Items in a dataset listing
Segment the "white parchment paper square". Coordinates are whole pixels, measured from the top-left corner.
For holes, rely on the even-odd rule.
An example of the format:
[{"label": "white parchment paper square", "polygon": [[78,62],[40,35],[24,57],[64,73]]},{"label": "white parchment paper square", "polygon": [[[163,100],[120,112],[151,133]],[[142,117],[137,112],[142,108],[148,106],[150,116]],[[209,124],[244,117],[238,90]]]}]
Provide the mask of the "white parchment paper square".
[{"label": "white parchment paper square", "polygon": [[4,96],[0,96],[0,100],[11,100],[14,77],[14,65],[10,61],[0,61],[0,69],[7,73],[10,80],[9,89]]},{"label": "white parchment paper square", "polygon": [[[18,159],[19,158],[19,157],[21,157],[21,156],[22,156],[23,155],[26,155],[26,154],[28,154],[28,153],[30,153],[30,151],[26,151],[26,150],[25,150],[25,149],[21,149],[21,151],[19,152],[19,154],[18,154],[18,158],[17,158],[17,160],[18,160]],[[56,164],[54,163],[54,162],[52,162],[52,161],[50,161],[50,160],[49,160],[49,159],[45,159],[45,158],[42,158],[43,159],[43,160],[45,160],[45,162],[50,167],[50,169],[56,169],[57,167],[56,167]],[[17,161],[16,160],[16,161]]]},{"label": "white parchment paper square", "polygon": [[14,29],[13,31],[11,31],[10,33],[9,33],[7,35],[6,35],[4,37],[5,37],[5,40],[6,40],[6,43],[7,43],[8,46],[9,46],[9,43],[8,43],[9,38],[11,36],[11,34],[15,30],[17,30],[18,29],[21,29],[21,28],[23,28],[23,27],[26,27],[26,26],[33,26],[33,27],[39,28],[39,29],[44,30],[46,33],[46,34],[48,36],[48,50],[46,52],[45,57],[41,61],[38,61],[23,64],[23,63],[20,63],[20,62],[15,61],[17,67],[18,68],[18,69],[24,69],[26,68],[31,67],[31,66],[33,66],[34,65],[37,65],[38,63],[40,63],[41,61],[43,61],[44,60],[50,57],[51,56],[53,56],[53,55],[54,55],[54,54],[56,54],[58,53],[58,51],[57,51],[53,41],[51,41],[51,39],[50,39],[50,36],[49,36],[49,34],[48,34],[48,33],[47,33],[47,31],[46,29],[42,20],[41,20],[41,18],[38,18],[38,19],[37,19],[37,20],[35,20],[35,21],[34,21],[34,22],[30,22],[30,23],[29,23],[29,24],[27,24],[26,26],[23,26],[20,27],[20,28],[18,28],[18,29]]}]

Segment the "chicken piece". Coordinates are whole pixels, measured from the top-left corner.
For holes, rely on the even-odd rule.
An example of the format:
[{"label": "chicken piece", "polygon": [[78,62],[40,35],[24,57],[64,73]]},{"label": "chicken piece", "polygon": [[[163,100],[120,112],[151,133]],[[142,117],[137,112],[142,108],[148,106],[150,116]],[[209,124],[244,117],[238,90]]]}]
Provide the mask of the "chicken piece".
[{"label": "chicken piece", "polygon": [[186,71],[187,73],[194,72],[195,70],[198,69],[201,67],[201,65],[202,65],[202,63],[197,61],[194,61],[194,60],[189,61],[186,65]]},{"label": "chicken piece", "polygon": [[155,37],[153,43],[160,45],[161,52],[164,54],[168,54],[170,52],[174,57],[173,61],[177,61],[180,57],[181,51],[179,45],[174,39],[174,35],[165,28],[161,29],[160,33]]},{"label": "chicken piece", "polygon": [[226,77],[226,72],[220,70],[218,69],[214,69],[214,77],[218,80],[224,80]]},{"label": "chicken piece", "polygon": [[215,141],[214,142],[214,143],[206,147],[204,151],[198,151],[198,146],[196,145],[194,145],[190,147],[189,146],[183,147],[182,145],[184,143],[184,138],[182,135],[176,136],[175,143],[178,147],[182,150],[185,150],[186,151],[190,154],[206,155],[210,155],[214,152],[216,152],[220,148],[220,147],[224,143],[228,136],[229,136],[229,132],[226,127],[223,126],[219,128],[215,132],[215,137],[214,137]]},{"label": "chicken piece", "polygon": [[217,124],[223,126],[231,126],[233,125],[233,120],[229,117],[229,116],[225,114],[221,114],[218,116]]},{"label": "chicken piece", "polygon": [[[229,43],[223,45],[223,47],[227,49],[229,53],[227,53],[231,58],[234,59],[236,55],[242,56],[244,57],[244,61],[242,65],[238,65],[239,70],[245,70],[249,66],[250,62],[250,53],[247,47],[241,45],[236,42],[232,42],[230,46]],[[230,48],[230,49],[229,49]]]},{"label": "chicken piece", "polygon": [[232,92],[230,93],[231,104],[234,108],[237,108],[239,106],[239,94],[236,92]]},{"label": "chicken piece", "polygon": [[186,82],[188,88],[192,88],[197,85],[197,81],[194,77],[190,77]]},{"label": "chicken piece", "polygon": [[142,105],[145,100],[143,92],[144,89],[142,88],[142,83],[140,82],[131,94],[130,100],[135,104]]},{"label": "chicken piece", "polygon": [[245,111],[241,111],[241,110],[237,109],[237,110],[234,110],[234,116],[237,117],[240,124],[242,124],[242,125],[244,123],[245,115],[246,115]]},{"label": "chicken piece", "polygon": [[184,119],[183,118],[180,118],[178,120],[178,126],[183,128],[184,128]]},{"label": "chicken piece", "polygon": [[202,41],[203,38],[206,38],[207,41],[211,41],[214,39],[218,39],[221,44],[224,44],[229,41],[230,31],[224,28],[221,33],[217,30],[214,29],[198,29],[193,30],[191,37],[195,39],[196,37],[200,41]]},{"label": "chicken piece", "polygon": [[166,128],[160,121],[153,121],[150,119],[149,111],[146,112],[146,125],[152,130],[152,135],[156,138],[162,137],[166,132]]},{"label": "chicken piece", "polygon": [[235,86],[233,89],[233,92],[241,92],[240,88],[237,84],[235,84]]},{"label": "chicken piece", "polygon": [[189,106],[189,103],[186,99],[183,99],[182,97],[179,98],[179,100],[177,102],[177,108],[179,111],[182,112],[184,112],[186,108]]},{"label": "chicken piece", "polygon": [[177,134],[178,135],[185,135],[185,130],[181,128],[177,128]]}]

**TASK**
Gather every line of the listing above that contains the string "left", matching case exactly.

**SOLUTION FOR THIS EXERCISE**
Segment the "white parchment paper square". Coordinates are whole pixels, measured from the top-left corner.
Segment the "chicken piece". Coordinates are whole pixels, measured from the top-left corner.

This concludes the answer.